→ **Что требуется**: Верните из материала каждую строку, где встречается слово «exactly» именно в таком виде.

→ **Материал задания**:
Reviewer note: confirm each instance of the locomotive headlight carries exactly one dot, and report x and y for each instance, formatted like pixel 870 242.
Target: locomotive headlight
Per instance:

* * *

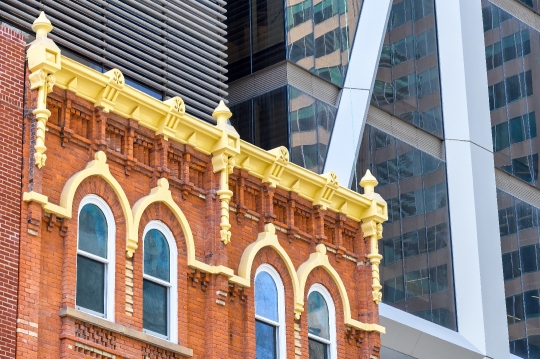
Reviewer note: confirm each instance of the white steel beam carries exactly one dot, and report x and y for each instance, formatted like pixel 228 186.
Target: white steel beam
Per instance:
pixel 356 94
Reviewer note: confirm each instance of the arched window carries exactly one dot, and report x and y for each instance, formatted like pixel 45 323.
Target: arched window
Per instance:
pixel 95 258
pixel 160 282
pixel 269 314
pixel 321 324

→ **Ответ**:
Reviewer note: confirm each instance of the locomotive headlight carries exactly one dot, and report x and y for each instance, formatted like pixel 870 242.
Reviewer note: confirm each instance of the white steel beam carries exactly one dot, and report x and y for each instance, formatted like pixel 228 186.
Reviewer note: confirm each instance of the arched window carries exactly one dot, and report x and y for each instance, formatted like pixel 45 323.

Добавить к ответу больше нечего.